◆ **Task inputs**
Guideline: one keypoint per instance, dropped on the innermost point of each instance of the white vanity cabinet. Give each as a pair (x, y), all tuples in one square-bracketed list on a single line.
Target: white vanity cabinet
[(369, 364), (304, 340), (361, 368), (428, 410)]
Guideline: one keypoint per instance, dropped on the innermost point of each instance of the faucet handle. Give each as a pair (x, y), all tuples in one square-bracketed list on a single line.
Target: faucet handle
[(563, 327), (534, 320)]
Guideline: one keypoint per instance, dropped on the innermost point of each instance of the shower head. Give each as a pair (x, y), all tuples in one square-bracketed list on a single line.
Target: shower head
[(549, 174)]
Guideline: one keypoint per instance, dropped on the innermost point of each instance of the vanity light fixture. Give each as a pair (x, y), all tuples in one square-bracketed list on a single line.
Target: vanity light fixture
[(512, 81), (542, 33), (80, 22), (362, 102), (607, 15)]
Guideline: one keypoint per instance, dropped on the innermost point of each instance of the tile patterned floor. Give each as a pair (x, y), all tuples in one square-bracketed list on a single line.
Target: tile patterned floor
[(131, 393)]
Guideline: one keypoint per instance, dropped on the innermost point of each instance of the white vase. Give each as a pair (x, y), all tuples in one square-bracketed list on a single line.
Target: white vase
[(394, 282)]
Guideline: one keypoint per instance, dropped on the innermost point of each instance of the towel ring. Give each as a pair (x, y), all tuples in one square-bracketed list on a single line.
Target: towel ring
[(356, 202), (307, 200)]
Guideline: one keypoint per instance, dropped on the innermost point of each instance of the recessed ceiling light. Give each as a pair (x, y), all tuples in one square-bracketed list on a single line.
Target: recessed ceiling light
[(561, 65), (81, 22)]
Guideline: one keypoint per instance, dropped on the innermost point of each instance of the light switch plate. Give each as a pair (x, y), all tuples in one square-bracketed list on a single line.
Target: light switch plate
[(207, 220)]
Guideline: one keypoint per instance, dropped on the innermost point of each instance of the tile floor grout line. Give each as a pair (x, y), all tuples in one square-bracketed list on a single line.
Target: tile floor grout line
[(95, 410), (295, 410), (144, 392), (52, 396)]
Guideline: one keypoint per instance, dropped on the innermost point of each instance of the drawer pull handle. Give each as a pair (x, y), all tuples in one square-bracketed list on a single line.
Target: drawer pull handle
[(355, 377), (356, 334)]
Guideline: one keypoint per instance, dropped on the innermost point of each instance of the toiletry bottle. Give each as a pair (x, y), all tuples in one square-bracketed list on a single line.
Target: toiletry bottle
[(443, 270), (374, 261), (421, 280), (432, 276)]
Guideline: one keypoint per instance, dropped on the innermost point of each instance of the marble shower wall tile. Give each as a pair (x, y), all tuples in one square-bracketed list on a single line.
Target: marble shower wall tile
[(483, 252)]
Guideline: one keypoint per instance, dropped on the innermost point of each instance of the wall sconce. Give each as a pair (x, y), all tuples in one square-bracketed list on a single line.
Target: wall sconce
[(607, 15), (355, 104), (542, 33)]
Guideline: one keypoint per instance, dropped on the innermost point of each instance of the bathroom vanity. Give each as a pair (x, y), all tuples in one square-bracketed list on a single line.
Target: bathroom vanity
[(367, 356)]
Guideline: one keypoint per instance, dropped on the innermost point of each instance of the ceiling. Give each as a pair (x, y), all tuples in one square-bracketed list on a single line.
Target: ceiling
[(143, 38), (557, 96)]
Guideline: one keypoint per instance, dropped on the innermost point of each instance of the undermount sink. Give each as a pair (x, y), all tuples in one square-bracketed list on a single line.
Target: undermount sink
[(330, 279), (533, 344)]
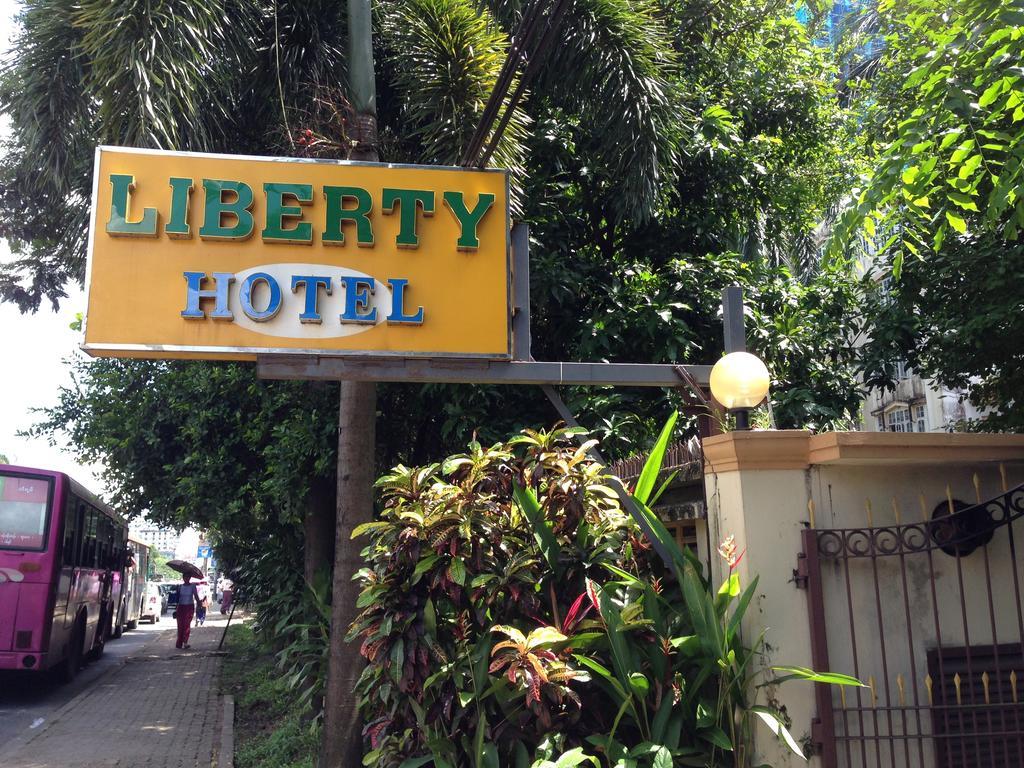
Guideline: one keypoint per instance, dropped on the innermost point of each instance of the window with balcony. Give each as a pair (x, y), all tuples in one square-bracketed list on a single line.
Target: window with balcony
[(899, 420), (921, 418)]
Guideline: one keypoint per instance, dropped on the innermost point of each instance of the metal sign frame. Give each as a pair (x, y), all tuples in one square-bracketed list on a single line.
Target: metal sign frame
[(157, 351), (522, 369)]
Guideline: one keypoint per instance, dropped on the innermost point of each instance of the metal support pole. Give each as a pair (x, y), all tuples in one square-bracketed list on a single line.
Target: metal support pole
[(520, 293), (732, 318), (735, 339)]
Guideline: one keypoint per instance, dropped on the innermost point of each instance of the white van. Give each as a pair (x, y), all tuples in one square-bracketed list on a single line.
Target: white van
[(152, 603)]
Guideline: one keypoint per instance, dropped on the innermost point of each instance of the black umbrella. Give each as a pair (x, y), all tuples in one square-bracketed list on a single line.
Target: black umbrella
[(185, 568)]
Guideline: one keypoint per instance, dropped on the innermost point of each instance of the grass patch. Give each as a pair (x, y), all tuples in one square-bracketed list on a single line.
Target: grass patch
[(268, 730)]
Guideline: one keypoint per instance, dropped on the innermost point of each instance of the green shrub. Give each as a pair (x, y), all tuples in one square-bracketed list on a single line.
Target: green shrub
[(514, 615), (269, 728)]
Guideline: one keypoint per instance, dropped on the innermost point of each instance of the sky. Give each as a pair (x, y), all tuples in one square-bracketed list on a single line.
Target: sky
[(33, 348)]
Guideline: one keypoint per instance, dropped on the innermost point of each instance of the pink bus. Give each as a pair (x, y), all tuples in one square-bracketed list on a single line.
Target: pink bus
[(62, 558)]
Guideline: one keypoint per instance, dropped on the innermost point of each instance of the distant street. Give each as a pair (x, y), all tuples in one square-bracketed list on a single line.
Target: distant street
[(143, 705), (26, 702)]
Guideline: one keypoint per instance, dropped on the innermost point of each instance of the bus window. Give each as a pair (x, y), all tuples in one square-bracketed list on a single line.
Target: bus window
[(24, 505), (105, 535), (73, 531), (89, 540)]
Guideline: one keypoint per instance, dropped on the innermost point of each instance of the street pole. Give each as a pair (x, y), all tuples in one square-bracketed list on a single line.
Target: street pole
[(342, 740), (735, 338)]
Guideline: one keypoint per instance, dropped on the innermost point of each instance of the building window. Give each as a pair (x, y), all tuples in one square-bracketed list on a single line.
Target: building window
[(921, 418), (899, 420), (684, 531)]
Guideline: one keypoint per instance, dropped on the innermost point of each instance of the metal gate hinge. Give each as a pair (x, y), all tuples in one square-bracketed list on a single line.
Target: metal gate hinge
[(800, 572)]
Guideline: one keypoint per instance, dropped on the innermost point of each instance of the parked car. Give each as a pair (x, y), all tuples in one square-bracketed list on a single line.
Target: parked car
[(152, 603)]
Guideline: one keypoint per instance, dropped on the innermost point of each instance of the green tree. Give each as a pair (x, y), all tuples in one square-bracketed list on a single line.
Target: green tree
[(158, 566), (942, 205)]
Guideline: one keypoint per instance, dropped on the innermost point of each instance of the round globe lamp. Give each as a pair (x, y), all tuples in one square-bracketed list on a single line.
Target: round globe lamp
[(739, 381)]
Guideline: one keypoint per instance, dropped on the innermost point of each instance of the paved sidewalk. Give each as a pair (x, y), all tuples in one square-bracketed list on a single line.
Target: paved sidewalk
[(159, 710)]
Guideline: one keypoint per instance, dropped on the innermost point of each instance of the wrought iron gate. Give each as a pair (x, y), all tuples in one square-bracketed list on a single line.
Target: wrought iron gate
[(929, 615)]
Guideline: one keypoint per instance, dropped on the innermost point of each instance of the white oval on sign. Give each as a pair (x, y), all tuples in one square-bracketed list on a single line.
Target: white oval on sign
[(286, 323)]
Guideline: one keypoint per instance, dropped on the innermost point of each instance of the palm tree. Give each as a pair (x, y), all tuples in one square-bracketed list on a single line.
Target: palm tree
[(246, 75)]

◆ **Set problem**
Reproduce the items verbatim, starting at the line containing "the metal gate" and stopping after the line containing "[(159, 710)]".

◆ **Final result**
Guideline: one keypoint per instance, dropped on the innermost point of each instance of the metal gate hinge. Give each as a pair (x, y), all tuples in one square-bracketed list on a single line.
Target: metal gate hinge
[(800, 572)]
Guideline: one keypoint per instance, dropped on the innermost point of each instance of the parked car. Give each as a pair (x, y), all tuples in one square-bracketed list on a single line.
Target: parked car
[(152, 603)]
Guideline: one keypoint per instance, dropped on the innermost point of each instance of the green tree. Give each as a pair (x, y), all tuples in one square-bracketed list on a single line.
Target: green tree
[(158, 566), (942, 205)]
Guideline: one keypoint per instance, dropped on the innermost point of each instance of the round globe lamp. Give each as a pair (x, y), all tuples in one square-bracketed list on a single line.
Target: round globe lamp
[(739, 381)]
Guideline: one keypoint per instance, dropped on the innermost point of each instance of the paved sidewalk. Give each as a pair (x, y), all tuples in one square-bracketed list on a single line.
Target: paved sidewalk
[(159, 710)]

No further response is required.